■ 所给文本
....

Skip to content

Personal Data Hub — Python Sidecar (forensics-bridge)

状态:v0.1 设计稿(2026-05-20)。配套 Personal_Data_Hub_Architecture.md v0.3。

目标:把 [sjqz](file://C:/code/sjqz)(Python mobile-forensics toolkit,1.7w 行)作为 Node hub 的采集前端,避免重写 17 parser + Android/iOS extraction + WeChat 解密。fork 后改造为 IPC sidecar,由 hub 主进程通过 stdio JSON-lines 调用。

关联:Phase 4.5(sidecar 基础设施 + 系统数据 adapter)首次落地;Phase 5-12 多 adapter 复用。


1. 为什么是 sidecar

选项评估
纯 JS 重写 sjqz 17 parser每 adapter +2-3d;WeChat SQLCipher 解密自研高风险;Android/iOS 提取栈(ADB / AFC / 加密备份解密)JS 生态不成熟。否决
Python 嵌入 Node (boa / pythonia)runtime 耦合;崩溃域不隔离;不易升级 Python 版本。否决
HTTP service开端口 = 攻击面;要做 auth;与"零外网"原则冲突。否决
stdio JSON-lines sidecar(采纳)不开端口;崩溃域隔离;可独立打包 / 升级;与 backend/ai-service 模式一致

2. 架构

┌────────────────────────────────────────────┐
│ Node hub (主进程)                            │
│                                            │
│  ┌──────────────────────────────────────┐ │
│  │ SidecarSupervisor                     │ │
│  │  - spawn / health-check / restart     │ │
│  │  - rate-limit / timeout / cancel      │ │
│  │  - audit log every IPC call           │ │
│  └────────────┬─────────────────────────┘ │
│               │ ChildProcess.stdio         │
└───────────────┼────────────────────────────┘
                │ JSON-lines on stdin/stdout
                │ logs on stderr (pino-style)

....

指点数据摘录

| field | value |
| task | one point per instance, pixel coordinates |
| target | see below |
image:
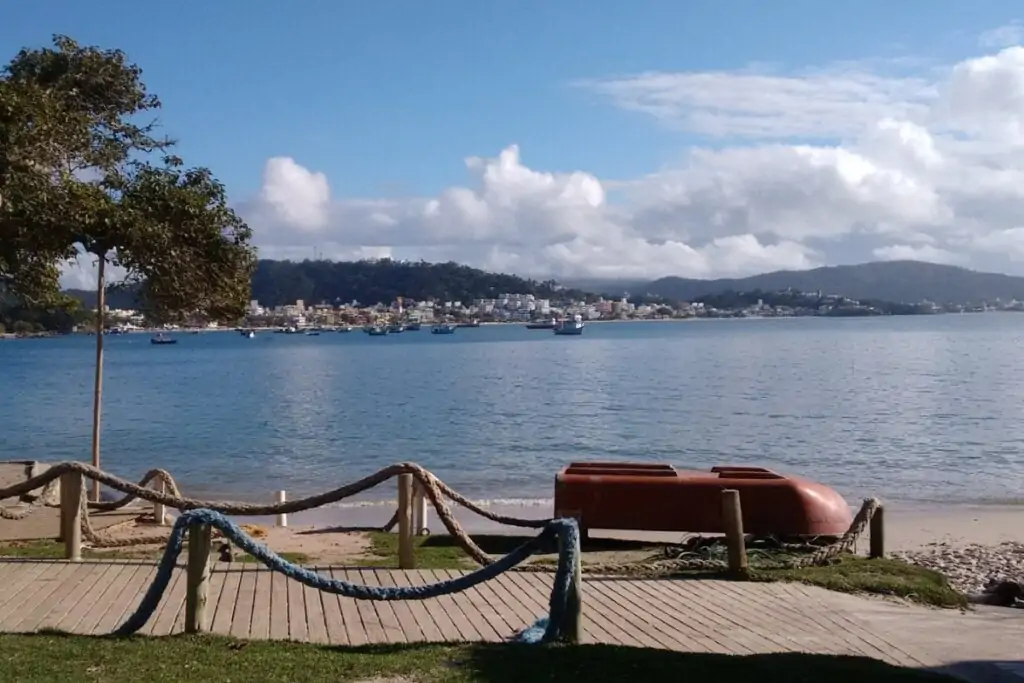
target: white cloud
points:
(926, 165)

....

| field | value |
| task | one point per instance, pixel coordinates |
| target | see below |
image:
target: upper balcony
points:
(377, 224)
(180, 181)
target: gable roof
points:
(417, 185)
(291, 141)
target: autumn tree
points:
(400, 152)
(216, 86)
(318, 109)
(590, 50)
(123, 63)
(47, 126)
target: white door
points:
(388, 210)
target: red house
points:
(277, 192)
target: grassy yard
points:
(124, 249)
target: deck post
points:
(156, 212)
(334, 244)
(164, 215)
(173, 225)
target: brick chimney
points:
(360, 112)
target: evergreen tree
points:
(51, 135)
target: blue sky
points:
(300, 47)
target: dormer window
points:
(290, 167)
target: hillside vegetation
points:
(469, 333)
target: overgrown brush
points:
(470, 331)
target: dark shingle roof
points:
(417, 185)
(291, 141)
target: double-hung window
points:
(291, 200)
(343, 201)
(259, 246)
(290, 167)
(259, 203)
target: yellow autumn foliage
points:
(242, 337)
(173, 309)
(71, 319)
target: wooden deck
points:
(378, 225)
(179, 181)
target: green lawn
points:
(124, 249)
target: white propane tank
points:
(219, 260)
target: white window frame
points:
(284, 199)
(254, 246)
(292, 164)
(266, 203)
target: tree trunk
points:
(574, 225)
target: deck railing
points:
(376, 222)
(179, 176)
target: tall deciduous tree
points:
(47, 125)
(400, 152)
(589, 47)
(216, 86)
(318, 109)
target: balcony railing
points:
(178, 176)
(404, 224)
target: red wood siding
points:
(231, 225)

....

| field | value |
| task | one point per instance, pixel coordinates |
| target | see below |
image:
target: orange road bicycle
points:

....

■ 练习目标
按照这份 sidecar 设计稿,hub 主进程用什么方式调用改造后的 sidecar? 请只依据这份 sidecar 设计稿作答。

■ 本题解答
hub 主进程通过 stdio JSON-lines 调用 sidecar。